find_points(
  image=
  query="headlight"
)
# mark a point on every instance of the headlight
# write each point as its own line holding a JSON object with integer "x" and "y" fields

*Task details*. Can you rewrite the records with each "headlight" replaced by "front lamp" and nothing else changed?

*Output for this task*.
find_points(
  image=
  query="front lamp"
)
# mark a point on every instance of the front lamp
# write each point as its own line holding a JSON object with integer "x" and "y" fields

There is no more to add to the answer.